→ YOUR ASSIGNMENT
Transcribe, without alteration, only the lines from the one containing "Detects the tree branch" through the last line of the material, both ends included.

→ PROVIDED DATA
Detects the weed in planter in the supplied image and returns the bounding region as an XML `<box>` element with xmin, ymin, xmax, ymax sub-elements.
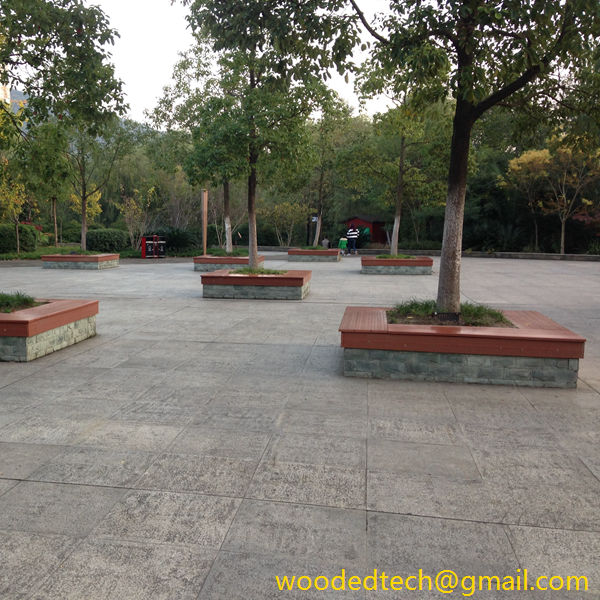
<box><xmin>0</xmin><ymin>291</ymin><xmax>40</xmax><ymax>313</ymax></box>
<box><xmin>387</xmin><ymin>299</ymin><xmax>513</xmax><ymax>327</ymax></box>
<box><xmin>231</xmin><ymin>267</ymin><xmax>286</xmax><ymax>275</ymax></box>
<box><xmin>375</xmin><ymin>254</ymin><xmax>416</xmax><ymax>259</ymax></box>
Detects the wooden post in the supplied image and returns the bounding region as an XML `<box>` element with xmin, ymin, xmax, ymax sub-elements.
<box><xmin>202</xmin><ymin>189</ymin><xmax>208</xmax><ymax>255</ymax></box>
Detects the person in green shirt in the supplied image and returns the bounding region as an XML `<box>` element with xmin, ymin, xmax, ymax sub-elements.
<box><xmin>338</xmin><ymin>236</ymin><xmax>348</xmax><ymax>255</ymax></box>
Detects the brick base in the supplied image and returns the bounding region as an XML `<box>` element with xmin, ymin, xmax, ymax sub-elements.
<box><xmin>203</xmin><ymin>282</ymin><xmax>310</xmax><ymax>300</ymax></box>
<box><xmin>361</xmin><ymin>265</ymin><xmax>432</xmax><ymax>275</ymax></box>
<box><xmin>194</xmin><ymin>261</ymin><xmax>263</xmax><ymax>272</ymax></box>
<box><xmin>43</xmin><ymin>260</ymin><xmax>119</xmax><ymax>270</ymax></box>
<box><xmin>288</xmin><ymin>254</ymin><xmax>341</xmax><ymax>262</ymax></box>
<box><xmin>343</xmin><ymin>348</ymin><xmax>578</xmax><ymax>388</ymax></box>
<box><xmin>0</xmin><ymin>316</ymin><xmax>96</xmax><ymax>362</ymax></box>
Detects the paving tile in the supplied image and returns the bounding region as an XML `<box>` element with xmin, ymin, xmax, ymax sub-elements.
<box><xmin>76</xmin><ymin>421</ymin><xmax>184</xmax><ymax>452</ymax></box>
<box><xmin>193</xmin><ymin>408</ymin><xmax>284</xmax><ymax>433</ymax></box>
<box><xmin>263</xmin><ymin>433</ymin><xmax>366</xmax><ymax>468</ymax></box>
<box><xmin>110</xmin><ymin>400</ymin><xmax>197</xmax><ymax>425</ymax></box>
<box><xmin>208</xmin><ymin>391</ymin><xmax>288</xmax><ymax>412</ymax></box>
<box><xmin>0</xmin><ymin>481</ymin><xmax>124</xmax><ymax>536</ymax></box>
<box><xmin>0</xmin><ymin>531</ymin><xmax>79</xmax><ymax>600</ymax></box>
<box><xmin>368</xmin><ymin>439</ymin><xmax>481</xmax><ymax>480</ymax></box>
<box><xmin>0</xmin><ymin>478</ymin><xmax>19</xmax><ymax>496</ymax></box>
<box><xmin>485</xmin><ymin>479</ymin><xmax>600</xmax><ymax>530</ymax></box>
<box><xmin>369</xmin><ymin>418</ymin><xmax>461</xmax><ymax>444</ymax></box>
<box><xmin>367</xmin><ymin>472</ymin><xmax>503</xmax><ymax>522</ymax></box>
<box><xmin>136</xmin><ymin>453</ymin><xmax>257</xmax><ymax>496</ymax></box>
<box><xmin>223</xmin><ymin>500</ymin><xmax>366</xmax><ymax>569</ymax></box>
<box><xmin>367</xmin><ymin>512</ymin><xmax>518</xmax><ymax>576</ymax></box>
<box><xmin>248</xmin><ymin>461</ymin><xmax>366</xmax><ymax>509</ymax></box>
<box><xmin>472</xmin><ymin>447</ymin><xmax>597</xmax><ymax>486</ymax></box>
<box><xmin>459</xmin><ymin>423</ymin><xmax>562</xmax><ymax>450</ymax></box>
<box><xmin>199</xmin><ymin>551</ymin><xmax>366</xmax><ymax>599</ymax></box>
<box><xmin>507</xmin><ymin>526</ymin><xmax>600</xmax><ymax>593</ymax></box>
<box><xmin>32</xmin><ymin>538</ymin><xmax>214</xmax><ymax>600</ymax></box>
<box><xmin>30</xmin><ymin>397</ymin><xmax>127</xmax><ymax>419</ymax></box>
<box><xmin>170</xmin><ymin>426</ymin><xmax>270</xmax><ymax>461</ymax></box>
<box><xmin>0</xmin><ymin>442</ymin><xmax>64</xmax><ymax>479</ymax></box>
<box><xmin>0</xmin><ymin>416</ymin><xmax>101</xmax><ymax>445</ymax></box>
<box><xmin>93</xmin><ymin>490</ymin><xmax>241</xmax><ymax>547</ymax></box>
<box><xmin>29</xmin><ymin>447</ymin><xmax>157</xmax><ymax>487</ymax></box>
<box><xmin>280</xmin><ymin>410</ymin><xmax>367</xmax><ymax>437</ymax></box>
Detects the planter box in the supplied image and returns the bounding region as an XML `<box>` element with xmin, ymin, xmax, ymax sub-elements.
<box><xmin>42</xmin><ymin>254</ymin><xmax>119</xmax><ymax>270</ymax></box>
<box><xmin>339</xmin><ymin>307</ymin><xmax>585</xmax><ymax>388</ymax></box>
<box><xmin>201</xmin><ymin>269</ymin><xmax>311</xmax><ymax>300</ymax></box>
<box><xmin>193</xmin><ymin>255</ymin><xmax>264</xmax><ymax>272</ymax></box>
<box><xmin>0</xmin><ymin>299</ymin><xmax>98</xmax><ymax>362</ymax></box>
<box><xmin>361</xmin><ymin>256</ymin><xmax>433</xmax><ymax>274</ymax></box>
<box><xmin>288</xmin><ymin>248</ymin><xmax>341</xmax><ymax>262</ymax></box>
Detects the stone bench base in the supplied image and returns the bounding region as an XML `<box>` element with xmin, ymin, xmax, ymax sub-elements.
<box><xmin>42</xmin><ymin>254</ymin><xmax>119</xmax><ymax>270</ymax></box>
<box><xmin>0</xmin><ymin>316</ymin><xmax>96</xmax><ymax>362</ymax></box>
<box><xmin>43</xmin><ymin>259</ymin><xmax>119</xmax><ymax>270</ymax></box>
<box><xmin>339</xmin><ymin>307</ymin><xmax>585</xmax><ymax>388</ymax></box>
<box><xmin>343</xmin><ymin>348</ymin><xmax>579</xmax><ymax>388</ymax></box>
<box><xmin>361</xmin><ymin>265</ymin><xmax>432</xmax><ymax>274</ymax></box>
<box><xmin>203</xmin><ymin>282</ymin><xmax>310</xmax><ymax>300</ymax></box>
<box><xmin>193</xmin><ymin>256</ymin><xmax>264</xmax><ymax>271</ymax></box>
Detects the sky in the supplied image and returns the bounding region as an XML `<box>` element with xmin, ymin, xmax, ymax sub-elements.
<box><xmin>91</xmin><ymin>0</ymin><xmax>393</xmax><ymax>123</ymax></box>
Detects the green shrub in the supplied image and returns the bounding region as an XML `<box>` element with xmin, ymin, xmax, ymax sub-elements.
<box><xmin>588</xmin><ymin>238</ymin><xmax>600</xmax><ymax>255</ymax></box>
<box><xmin>61</xmin><ymin>221</ymin><xmax>82</xmax><ymax>243</ymax></box>
<box><xmin>0</xmin><ymin>224</ymin><xmax>38</xmax><ymax>253</ymax></box>
<box><xmin>86</xmin><ymin>229</ymin><xmax>129</xmax><ymax>252</ymax></box>
<box><xmin>148</xmin><ymin>227</ymin><xmax>199</xmax><ymax>251</ymax></box>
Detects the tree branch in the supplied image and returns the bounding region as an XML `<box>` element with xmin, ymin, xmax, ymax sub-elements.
<box><xmin>347</xmin><ymin>0</ymin><xmax>389</xmax><ymax>45</ymax></box>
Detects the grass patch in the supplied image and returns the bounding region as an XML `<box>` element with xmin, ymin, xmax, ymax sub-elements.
<box><xmin>206</xmin><ymin>247</ymin><xmax>249</xmax><ymax>257</ymax></box>
<box><xmin>301</xmin><ymin>246</ymin><xmax>322</xmax><ymax>250</ymax></box>
<box><xmin>0</xmin><ymin>246</ymin><xmax>98</xmax><ymax>260</ymax></box>
<box><xmin>375</xmin><ymin>253</ymin><xmax>416</xmax><ymax>259</ymax></box>
<box><xmin>0</xmin><ymin>291</ymin><xmax>40</xmax><ymax>313</ymax></box>
<box><xmin>231</xmin><ymin>267</ymin><xmax>286</xmax><ymax>275</ymax></box>
<box><xmin>119</xmin><ymin>248</ymin><xmax>142</xmax><ymax>258</ymax></box>
<box><xmin>387</xmin><ymin>299</ymin><xmax>513</xmax><ymax>327</ymax></box>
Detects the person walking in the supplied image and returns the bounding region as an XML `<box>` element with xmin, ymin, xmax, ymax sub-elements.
<box><xmin>346</xmin><ymin>223</ymin><xmax>359</xmax><ymax>255</ymax></box>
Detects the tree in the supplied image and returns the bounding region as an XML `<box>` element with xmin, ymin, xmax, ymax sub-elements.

→ ANSWER TO THE EXERCISE
Detects the tree branch in the supplied image and returns the bounding region as an XML `<box>` element with xmin, ymin, xmax, ymax sub-elements.
<box><xmin>347</xmin><ymin>0</ymin><xmax>389</xmax><ymax>45</ymax></box>
Detects the grass patch in the supplied image and returns the bounding region as an XML `<box>` element with xmin, ymin, xmax, ymax sub-elements.
<box><xmin>206</xmin><ymin>247</ymin><xmax>249</xmax><ymax>257</ymax></box>
<box><xmin>301</xmin><ymin>246</ymin><xmax>322</xmax><ymax>250</ymax></box>
<box><xmin>0</xmin><ymin>246</ymin><xmax>98</xmax><ymax>260</ymax></box>
<box><xmin>375</xmin><ymin>253</ymin><xmax>416</xmax><ymax>259</ymax></box>
<box><xmin>0</xmin><ymin>291</ymin><xmax>40</xmax><ymax>313</ymax></box>
<box><xmin>231</xmin><ymin>267</ymin><xmax>286</xmax><ymax>275</ymax></box>
<box><xmin>119</xmin><ymin>248</ymin><xmax>142</xmax><ymax>258</ymax></box>
<box><xmin>387</xmin><ymin>299</ymin><xmax>513</xmax><ymax>327</ymax></box>
Detects the person walking in the supplied image and returns the bounding region as an XML `<box>` element with xmin, ymin, xmax, ymax sub-elements.
<box><xmin>346</xmin><ymin>223</ymin><xmax>359</xmax><ymax>255</ymax></box>
Detects the tree in the supplied image and returns the bounding region as an XML `<box>` element with xmin, ymin, xmax, ymax sub-elements.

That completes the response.